#### REQUIREMENT:
All of the entries below are to be repeated word for word.

#### DATA FOR PROCESSING:
───
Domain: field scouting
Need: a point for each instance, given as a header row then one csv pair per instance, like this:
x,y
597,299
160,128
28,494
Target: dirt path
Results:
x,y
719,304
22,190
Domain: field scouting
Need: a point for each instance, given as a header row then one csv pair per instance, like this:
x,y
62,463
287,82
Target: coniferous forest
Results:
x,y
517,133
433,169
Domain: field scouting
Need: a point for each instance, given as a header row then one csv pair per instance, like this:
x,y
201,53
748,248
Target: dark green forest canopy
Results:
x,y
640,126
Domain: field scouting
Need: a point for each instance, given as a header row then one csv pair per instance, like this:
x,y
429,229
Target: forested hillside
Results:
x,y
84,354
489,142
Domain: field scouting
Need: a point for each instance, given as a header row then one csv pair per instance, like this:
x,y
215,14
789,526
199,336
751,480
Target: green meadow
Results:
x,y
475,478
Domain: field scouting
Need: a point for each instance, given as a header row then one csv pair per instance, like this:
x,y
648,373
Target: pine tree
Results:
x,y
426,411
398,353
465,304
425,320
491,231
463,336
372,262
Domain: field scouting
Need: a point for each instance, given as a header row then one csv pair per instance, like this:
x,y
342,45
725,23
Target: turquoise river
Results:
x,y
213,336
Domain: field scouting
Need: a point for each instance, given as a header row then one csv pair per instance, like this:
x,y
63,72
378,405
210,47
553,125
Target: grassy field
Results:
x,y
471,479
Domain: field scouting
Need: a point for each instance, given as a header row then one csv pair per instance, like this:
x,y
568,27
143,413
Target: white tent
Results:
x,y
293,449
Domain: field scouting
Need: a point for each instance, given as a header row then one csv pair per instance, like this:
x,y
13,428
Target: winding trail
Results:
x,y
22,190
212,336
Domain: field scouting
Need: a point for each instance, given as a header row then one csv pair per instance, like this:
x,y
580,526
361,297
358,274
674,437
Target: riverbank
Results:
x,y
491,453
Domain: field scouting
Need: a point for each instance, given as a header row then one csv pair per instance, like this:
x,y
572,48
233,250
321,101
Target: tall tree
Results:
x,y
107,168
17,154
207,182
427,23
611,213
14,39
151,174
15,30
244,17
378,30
───
#### EXERCISE ANSWER:
Domain: field scouting
Need: a point for each instance, given as a header row then one csv pair per instance, like this:
x,y
597,299
160,128
28,494
Target: dirt path
Results:
x,y
719,304
22,190
Domain: field scouting
Need: a point for each instance, given as a header row then one csv pair per instance, like this:
x,y
62,463
287,82
Target: coniferous forest
Results:
x,y
517,133
433,169
Domain: field scouting
Need: a point for each instance, given as a header row then one csv pair per instance, like this:
x,y
201,53
748,248
Target: dark green forest canopy
Results:
x,y
640,126
Domain: field scouting
Need: a point for each instance, given as a header row then one csv pair per instance, like this:
x,y
429,229
Target: forested hillside
Results:
x,y
84,354
489,142
Domain: field scouting
Need: a point for each instance, given as a header row then one csv pair per instance, like this:
x,y
215,14
789,526
199,336
751,480
Target: green meadow
Results:
x,y
475,478
Domain: field scouting
Need: a point for each instance, given as a header row then one csv pair per instance, like this:
x,y
648,373
Target: pine tree
Results:
x,y
426,411
398,353
465,304
425,320
491,231
463,336
372,262
Domain: field scouting
Need: a point for each instance, given as a header row then one csv pair per instance, like this:
x,y
342,45
725,23
Target: turquoise river
Results:
x,y
213,336
Domain: field scouting
Need: a point for each instance, given as a header row then one csv pair per instance, like this:
x,y
63,72
378,405
210,47
553,125
Target: grassy field
Results:
x,y
471,479
Domain: field scouting
Need: a point for each instance, given as a header row then one csv pair per instance, like this:
x,y
568,27
143,413
Target: white tent
Results:
x,y
293,449
Domain: field scouting
Need: a point for each instance, given as a header row then one csv pair per instance, like this:
x,y
13,428
Target: winding trail
Results:
x,y
22,190
212,336
Domain: field scouting
Need: a point for each instance, given as a header row then one csv pair per instance, like this:
x,y
580,526
361,297
358,274
674,437
Target: riverbank
Results:
x,y
491,453
Domain: field scouting
Need: a point for each instance, given as a header row then one csv pair per instance, like this:
x,y
572,48
233,250
321,101
Target: tall tree
Results:
x,y
107,168
17,154
207,182
427,23
611,213
14,39
151,174
15,30
244,17
378,30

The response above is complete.